• **MATERIAL PROVIDED**
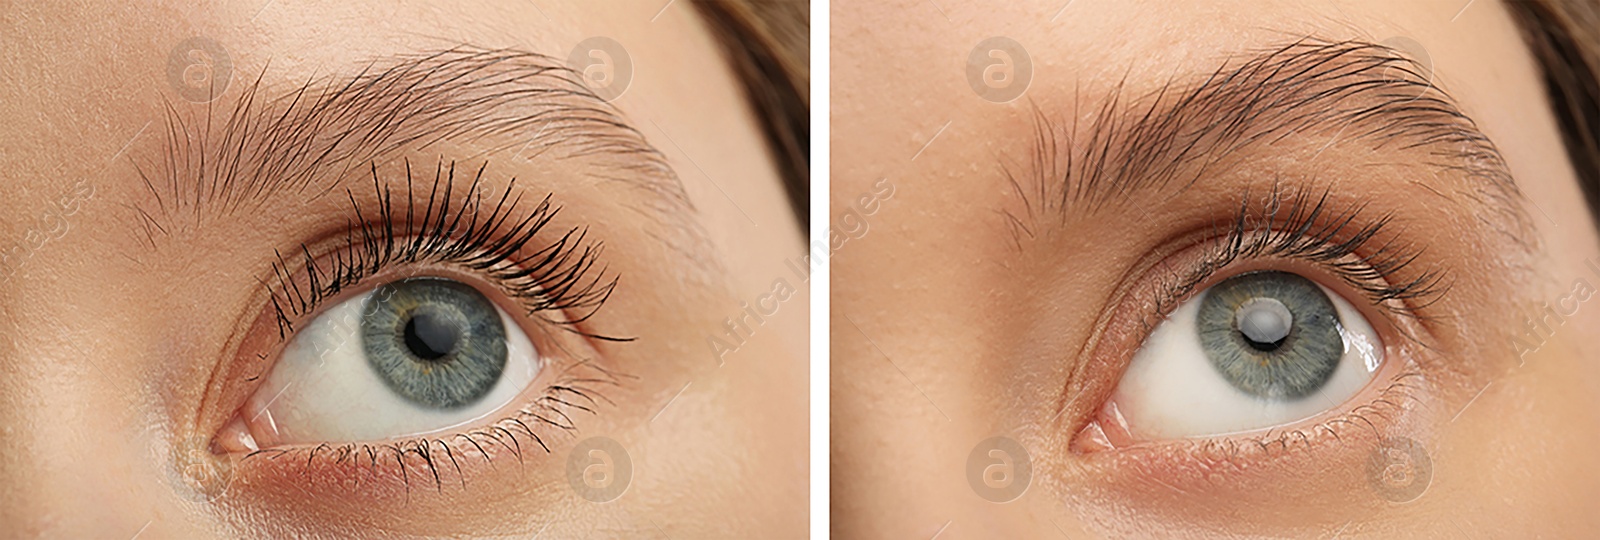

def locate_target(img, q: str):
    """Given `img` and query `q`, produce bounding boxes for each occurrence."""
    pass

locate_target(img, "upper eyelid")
[998,37,1531,245]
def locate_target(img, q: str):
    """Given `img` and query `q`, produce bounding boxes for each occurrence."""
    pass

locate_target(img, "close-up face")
[832,0,1599,538]
[0,1,808,537]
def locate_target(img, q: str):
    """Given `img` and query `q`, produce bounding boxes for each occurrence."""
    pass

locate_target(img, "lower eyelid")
[230,357,618,498]
[239,419,540,494]
[220,428,560,530]
[1052,365,1443,531]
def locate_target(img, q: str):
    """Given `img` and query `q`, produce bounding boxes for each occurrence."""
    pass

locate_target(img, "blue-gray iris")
[362,278,507,409]
[1197,271,1342,400]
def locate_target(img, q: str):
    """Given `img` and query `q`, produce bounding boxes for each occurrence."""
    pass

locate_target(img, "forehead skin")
[0,1,806,538]
[833,0,1599,538]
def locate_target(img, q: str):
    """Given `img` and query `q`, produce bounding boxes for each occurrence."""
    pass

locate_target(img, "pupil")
[1236,298,1292,352]
[403,312,459,360]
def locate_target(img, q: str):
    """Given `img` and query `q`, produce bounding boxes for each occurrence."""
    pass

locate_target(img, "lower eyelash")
[1107,367,1427,467]
[263,158,624,343]
[1237,370,1422,456]
[241,361,627,494]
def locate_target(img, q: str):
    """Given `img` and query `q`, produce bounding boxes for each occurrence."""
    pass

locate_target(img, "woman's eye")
[1104,270,1384,440]
[231,277,540,447]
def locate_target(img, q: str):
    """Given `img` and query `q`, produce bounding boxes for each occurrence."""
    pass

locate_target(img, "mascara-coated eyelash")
[1148,185,1450,335]
[263,159,626,343]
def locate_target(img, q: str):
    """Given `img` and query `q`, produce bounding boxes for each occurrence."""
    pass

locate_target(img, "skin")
[833,0,1600,538]
[0,1,807,538]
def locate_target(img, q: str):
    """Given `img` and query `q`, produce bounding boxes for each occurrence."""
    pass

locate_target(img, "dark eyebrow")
[135,47,691,237]
[1004,38,1532,242]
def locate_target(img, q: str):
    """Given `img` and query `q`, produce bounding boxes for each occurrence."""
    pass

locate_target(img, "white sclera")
[248,288,539,443]
[1111,280,1383,440]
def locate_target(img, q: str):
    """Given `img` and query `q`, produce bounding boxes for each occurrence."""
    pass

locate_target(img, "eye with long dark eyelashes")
[213,160,628,490]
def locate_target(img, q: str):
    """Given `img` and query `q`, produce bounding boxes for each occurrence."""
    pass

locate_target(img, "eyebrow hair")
[134,47,692,240]
[1004,38,1532,243]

• **AIM OF THE TASK**
Every line above should be copied exactly, apart from any pictures.

• **REPLY TO THE EXERCISE**
def locate_target(img, q: str):
    """Given `img` and query `q`, produce bounding boxes for each occurrence."""
    pass

locate_target(img, "upper eyelid")
[998,37,1531,245]
def locate_target(img, q: str):
    """Given `img` and query `q`, produce bounding boxes for each occurrence."""
    pass

locate_target(img, "close-up face")
[832,0,1599,538]
[0,1,808,537]
def locate_target(img, q: str):
    """Given `img` and query `q`, produce bounding boxes for each occurrence."""
    pass

locate_target(img, "lower eyelid")
[230,357,618,498]
[239,419,540,494]
[220,428,560,530]
[1052,365,1443,531]
def locate_target(img, q: str):
    """Given `img` and query `q`, produce bounding boxes for each occurrence."""
    pass

locate_target(img, "blue-gray iris")
[362,278,507,409]
[1197,271,1342,400]
def locate_target(img, q: str):
    """Given `img` and query `q`, produce bounding boxes for each occurrence."""
    pass

locate_target(img, "forehead skin")
[0,1,806,538]
[833,0,1599,538]
def locate_target(img, q: str):
    """Given `img` and query `q`, produce bounding boxes for each occurrence."""
    pass

locate_target(img, "pupil")
[1236,298,1292,352]
[403,312,459,360]
def locate_target(img, q: str):
    """Given `img` and query `q`, produce bounding boxes for each occurrence."""
    pass

locate_target(img, "lower eyelash")
[1107,367,1427,467]
[263,158,624,343]
[1237,370,1422,456]
[241,361,627,494]
def locate_target(img, q: str):
    """Given `img` and query `q`, produce bounding boxes for each occurrence."""
    pass

locate_target(img, "woman's eye")
[1104,270,1384,440]
[231,277,540,447]
def locate_target(img, q: str):
    """Given `img` and query `q`, produce bounding boxes for each occurrence."""
    pass

locate_target(img, "mascara-coated eyelash")
[1148,185,1450,335]
[263,159,626,343]
def locate_target(img, q: str):
    """Given `img` and query `q`, produce bounding boxes for each occurrence."""
    pass

locate_target(img, "skin")
[833,0,1600,538]
[0,1,807,538]
def locate_target(img, q: str):
    """Given `img` and query `q`, produce bounding boxes for each occurrence."""
    pass

locate_target(img, "dark eyebrow")
[135,47,691,237]
[1004,38,1532,242]
def locate_target(img, q: str):
    """Given `img` and query `q`, produce bounding boxes for each occurrence."""
    pass

locate_target(img, "white sclera")
[248,288,539,443]
[1111,280,1383,440]
def locate_target(img, q: str):
    """Given `img` and query `q`, produce bounding boxes for each occurrence."""
    pass

locate_target(img, "eye with long dark eyelashes")
[213,160,628,490]
def locate_target(img, q: str):
    """Given `img` and query `q`, produce bounding boxes for each occurrence."""
    pass

locate_target(img, "eyebrow hair")
[134,47,692,240]
[1004,38,1532,243]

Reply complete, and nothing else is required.